AIM: Repeat exactly the lines from the line containing "For the scattered" through the last line of the records below, inclusive, and nothing else.

---

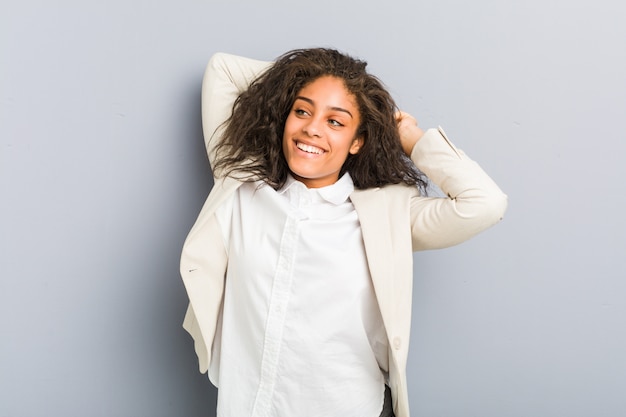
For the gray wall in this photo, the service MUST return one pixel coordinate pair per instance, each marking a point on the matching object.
(103, 172)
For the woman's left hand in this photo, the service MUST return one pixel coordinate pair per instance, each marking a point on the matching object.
(409, 131)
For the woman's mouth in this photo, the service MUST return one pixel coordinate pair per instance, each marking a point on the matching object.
(309, 148)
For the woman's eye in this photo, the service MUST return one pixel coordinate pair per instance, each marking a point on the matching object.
(333, 122)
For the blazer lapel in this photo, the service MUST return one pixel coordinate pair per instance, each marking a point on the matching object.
(372, 209)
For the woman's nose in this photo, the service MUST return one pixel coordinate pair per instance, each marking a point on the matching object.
(312, 128)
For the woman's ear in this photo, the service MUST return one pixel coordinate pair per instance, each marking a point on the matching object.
(356, 145)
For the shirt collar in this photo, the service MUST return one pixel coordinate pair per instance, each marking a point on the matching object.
(337, 193)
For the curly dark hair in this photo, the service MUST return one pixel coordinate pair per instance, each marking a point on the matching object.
(252, 139)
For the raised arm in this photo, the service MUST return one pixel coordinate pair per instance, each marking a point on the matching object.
(226, 77)
(473, 201)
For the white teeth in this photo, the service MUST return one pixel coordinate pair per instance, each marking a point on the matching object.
(309, 148)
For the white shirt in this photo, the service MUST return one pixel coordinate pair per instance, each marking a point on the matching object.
(300, 332)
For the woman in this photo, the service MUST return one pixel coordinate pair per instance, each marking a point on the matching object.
(299, 266)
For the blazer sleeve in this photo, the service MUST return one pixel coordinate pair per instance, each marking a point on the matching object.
(225, 78)
(473, 201)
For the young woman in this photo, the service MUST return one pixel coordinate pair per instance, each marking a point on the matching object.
(299, 266)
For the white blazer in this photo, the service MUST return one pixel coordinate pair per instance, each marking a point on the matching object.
(395, 221)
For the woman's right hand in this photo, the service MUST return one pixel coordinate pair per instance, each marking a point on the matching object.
(410, 132)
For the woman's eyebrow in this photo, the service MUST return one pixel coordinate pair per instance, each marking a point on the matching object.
(311, 102)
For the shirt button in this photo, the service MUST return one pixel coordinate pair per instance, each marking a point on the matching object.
(396, 343)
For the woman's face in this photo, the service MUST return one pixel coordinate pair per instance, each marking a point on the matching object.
(320, 132)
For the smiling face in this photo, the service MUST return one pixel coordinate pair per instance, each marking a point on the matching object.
(320, 132)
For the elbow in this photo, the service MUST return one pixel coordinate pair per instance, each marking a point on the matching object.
(493, 208)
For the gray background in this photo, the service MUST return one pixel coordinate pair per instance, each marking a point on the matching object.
(103, 172)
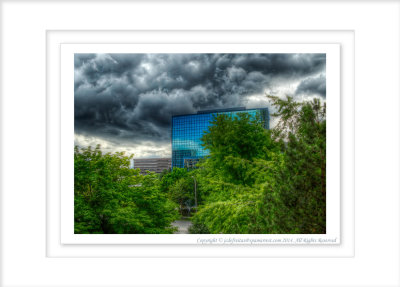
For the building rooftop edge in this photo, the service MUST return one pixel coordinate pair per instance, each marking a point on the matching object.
(220, 111)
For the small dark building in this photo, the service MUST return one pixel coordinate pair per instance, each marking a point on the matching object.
(156, 165)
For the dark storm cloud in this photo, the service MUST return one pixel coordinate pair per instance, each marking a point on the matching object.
(131, 97)
(313, 86)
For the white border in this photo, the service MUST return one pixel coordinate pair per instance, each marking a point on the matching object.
(332, 235)
(24, 240)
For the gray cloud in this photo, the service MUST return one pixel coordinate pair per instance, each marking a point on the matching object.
(128, 99)
(313, 86)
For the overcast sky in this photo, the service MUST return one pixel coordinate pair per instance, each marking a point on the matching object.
(125, 101)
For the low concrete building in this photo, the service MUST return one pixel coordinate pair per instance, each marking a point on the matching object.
(156, 165)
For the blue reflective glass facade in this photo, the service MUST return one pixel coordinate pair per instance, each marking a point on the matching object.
(187, 131)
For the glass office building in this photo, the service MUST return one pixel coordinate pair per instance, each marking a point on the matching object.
(187, 131)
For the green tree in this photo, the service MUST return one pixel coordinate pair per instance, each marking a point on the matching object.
(258, 181)
(112, 198)
(302, 181)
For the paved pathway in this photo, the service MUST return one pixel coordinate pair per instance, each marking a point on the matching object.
(183, 226)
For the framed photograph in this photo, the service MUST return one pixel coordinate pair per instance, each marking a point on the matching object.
(143, 142)
(195, 107)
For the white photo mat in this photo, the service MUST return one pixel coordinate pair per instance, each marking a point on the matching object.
(61, 135)
(368, 32)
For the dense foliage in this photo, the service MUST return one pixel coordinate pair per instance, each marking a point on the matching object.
(254, 181)
(260, 181)
(112, 198)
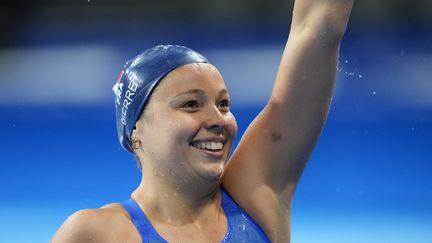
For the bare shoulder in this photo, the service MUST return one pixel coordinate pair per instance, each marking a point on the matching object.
(107, 224)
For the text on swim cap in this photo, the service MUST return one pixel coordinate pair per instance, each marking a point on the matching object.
(130, 92)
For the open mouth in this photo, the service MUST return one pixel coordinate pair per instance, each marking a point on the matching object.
(208, 146)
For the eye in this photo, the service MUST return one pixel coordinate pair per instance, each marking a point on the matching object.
(224, 105)
(191, 105)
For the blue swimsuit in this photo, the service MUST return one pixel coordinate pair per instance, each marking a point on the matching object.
(241, 227)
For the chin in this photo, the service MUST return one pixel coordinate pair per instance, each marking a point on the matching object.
(213, 172)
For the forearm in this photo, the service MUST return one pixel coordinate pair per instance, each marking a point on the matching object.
(325, 18)
(305, 79)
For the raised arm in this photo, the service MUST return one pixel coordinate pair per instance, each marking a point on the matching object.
(269, 160)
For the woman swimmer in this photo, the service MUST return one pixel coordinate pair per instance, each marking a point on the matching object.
(190, 190)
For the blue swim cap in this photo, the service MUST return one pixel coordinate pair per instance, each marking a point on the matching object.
(139, 78)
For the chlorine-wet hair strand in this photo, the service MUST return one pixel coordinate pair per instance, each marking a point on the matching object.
(139, 77)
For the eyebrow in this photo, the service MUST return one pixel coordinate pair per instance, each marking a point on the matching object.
(199, 92)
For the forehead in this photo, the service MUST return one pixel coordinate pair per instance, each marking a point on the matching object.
(202, 76)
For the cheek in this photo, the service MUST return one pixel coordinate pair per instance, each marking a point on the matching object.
(231, 125)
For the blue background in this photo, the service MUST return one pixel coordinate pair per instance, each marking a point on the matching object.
(368, 179)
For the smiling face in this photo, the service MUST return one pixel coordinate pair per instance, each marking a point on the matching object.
(187, 128)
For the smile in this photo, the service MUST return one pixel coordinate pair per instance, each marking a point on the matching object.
(210, 146)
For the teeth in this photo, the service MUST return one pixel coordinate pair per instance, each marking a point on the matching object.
(209, 145)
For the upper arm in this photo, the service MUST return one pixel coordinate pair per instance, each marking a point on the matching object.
(95, 225)
(79, 227)
(265, 168)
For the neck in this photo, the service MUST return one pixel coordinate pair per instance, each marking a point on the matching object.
(166, 197)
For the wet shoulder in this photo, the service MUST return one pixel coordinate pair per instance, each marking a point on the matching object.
(107, 224)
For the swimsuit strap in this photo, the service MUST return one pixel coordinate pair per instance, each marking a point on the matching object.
(241, 227)
(143, 225)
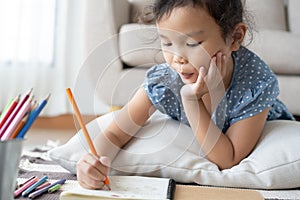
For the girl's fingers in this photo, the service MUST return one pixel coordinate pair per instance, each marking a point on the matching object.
(91, 172)
(200, 80)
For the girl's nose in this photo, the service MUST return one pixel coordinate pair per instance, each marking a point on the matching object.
(179, 59)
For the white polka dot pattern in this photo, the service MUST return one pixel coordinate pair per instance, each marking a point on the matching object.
(253, 88)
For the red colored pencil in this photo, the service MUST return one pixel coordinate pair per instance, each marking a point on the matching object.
(14, 113)
(9, 110)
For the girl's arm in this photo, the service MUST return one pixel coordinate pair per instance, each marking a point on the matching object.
(124, 125)
(91, 171)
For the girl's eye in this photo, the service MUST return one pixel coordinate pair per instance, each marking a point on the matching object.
(193, 44)
(166, 44)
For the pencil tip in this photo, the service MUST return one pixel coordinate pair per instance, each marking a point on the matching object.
(47, 98)
(30, 91)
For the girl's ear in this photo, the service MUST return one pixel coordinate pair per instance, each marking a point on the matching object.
(238, 36)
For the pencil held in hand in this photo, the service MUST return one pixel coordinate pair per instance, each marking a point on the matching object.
(83, 127)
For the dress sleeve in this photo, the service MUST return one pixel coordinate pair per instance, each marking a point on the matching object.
(256, 99)
(162, 90)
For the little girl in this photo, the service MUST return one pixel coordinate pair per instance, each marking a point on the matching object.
(222, 90)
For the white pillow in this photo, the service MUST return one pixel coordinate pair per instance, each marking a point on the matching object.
(167, 148)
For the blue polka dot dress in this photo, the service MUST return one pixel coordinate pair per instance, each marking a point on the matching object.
(253, 88)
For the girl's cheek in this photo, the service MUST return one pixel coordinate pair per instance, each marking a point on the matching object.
(199, 57)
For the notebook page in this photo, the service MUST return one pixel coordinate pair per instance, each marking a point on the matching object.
(129, 187)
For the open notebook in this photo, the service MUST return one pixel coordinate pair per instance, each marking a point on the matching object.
(127, 187)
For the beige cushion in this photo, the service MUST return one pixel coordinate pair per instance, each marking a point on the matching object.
(167, 148)
(289, 92)
(279, 49)
(268, 14)
(139, 45)
(138, 8)
(294, 16)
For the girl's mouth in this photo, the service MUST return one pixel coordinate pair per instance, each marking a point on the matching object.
(186, 75)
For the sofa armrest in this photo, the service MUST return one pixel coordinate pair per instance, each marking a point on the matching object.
(279, 49)
(120, 13)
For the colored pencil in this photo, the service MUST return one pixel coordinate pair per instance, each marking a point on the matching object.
(12, 126)
(9, 110)
(35, 185)
(14, 113)
(19, 127)
(83, 127)
(5, 110)
(25, 186)
(54, 188)
(32, 117)
(45, 189)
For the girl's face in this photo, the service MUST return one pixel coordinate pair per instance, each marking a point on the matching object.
(190, 38)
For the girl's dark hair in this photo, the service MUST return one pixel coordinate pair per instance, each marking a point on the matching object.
(226, 13)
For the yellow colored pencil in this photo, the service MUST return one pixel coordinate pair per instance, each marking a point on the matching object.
(83, 127)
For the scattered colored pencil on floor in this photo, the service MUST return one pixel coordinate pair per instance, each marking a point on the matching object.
(18, 116)
(34, 187)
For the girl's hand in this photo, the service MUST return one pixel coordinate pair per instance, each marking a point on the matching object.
(91, 172)
(207, 81)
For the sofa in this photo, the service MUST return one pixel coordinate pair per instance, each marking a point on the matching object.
(135, 47)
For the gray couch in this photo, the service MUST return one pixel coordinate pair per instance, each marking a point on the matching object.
(136, 47)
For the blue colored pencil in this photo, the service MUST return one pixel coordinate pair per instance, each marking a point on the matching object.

---

OUTPUT:
For the scattered colored pencil on floor in this photo, the service MUST return one pixel coordinate pair per instance, each marking a point on the matching object.
(18, 116)
(34, 187)
For the girl's hand in this photo, the service MUST return one pixel coordinate pair per instance, each marking a point on the matching object.
(91, 172)
(207, 81)
For the sofa in this photo, the service MUST return one pixel coordinate pair per instance, each marking a point on the matching object.
(135, 47)
For the gray couch in this photo, the service MUST return one pixel coordinate pair per instance, each marking a point on the matching object.
(136, 47)
For the blue colored pencil in this photo, the service MUST return one pixel coordinate pair per instance, each marking a point on the matching object.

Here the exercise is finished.